:: Record excerpts ::

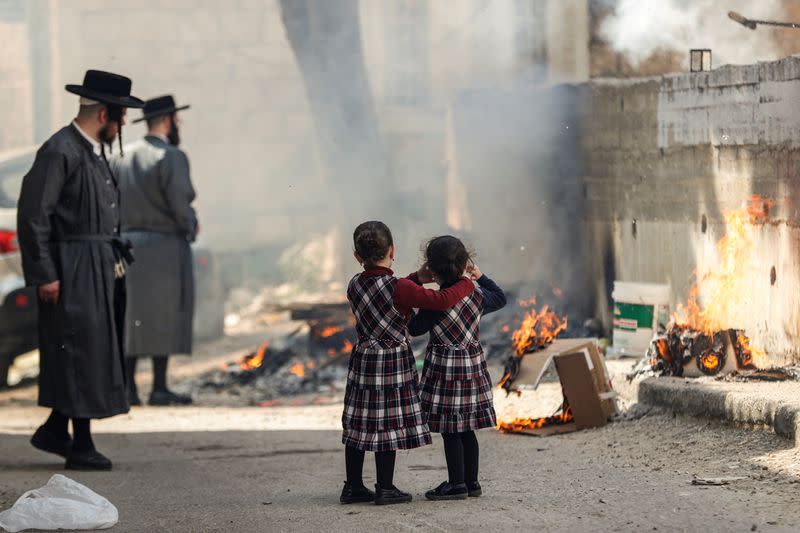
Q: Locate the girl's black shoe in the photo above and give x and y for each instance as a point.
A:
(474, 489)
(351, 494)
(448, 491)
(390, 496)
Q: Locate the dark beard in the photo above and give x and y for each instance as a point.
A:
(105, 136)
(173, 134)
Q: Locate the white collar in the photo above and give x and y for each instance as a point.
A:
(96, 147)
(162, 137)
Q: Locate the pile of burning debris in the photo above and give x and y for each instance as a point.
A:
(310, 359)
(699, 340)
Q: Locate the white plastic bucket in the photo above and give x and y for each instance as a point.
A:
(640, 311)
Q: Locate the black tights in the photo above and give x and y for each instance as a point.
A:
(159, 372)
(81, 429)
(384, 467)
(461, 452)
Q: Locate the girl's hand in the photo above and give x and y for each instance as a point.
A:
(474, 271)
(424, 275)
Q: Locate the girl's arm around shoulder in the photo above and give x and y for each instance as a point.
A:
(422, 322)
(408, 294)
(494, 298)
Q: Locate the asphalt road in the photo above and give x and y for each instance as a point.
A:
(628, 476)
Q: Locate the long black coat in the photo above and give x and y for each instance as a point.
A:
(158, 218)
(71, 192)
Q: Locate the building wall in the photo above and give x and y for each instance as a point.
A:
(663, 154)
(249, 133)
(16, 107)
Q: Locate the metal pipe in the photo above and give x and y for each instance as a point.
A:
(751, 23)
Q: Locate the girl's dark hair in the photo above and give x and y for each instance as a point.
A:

:::

■ Required work ■
Please copy every one of the items above word for word, and leave out the pictures.

■ Correct output ■
Q: Locate the girl's black shoe in the photo above and give x and y for each instance as a point.
A:
(474, 489)
(351, 494)
(448, 491)
(390, 496)
Q: Locate the dark beard in the photo above and give x and y for each instance as a point.
A:
(105, 136)
(173, 134)
Q: Locate the white collar in the photo above and give x and y for each instance as a point.
A:
(96, 147)
(162, 137)
Q: Locate the pile of burning debris in the photo above and give x and y for each instance as a point.
A:
(310, 359)
(699, 340)
Q: Locate the white plastic bucket in the photo above and give x and y for each instance as a point.
A:
(640, 311)
Q: Locate the black tights in the photo above and give x and y for each instance as a point.
A:
(159, 372)
(81, 429)
(384, 467)
(461, 452)
Q: Locate the girl's hand in the photo above and give x and y for each instance as a point.
A:
(474, 271)
(424, 275)
Q: Locate the girl's arm around shoulder in the photo above and give x and y for each instance as a point.
A:
(422, 322)
(408, 294)
(494, 298)
Q: Locate the asphalt road in the photo above and give x and y for each instance as a point.
A:
(628, 476)
Q: Locate the long black coat in the photo above and give x and y for each instance as a point.
A:
(158, 218)
(71, 192)
Q: Locate the building wall in the photo above and give x and y for each instance as a point.
A:
(663, 154)
(249, 133)
(16, 107)
Q: Locate the metal pipe in the photo above and give x and y for each instance as a point.
A:
(751, 23)
Q: Locate the girl's dark hair in the photo above and give x and y for each instance as a point.
A:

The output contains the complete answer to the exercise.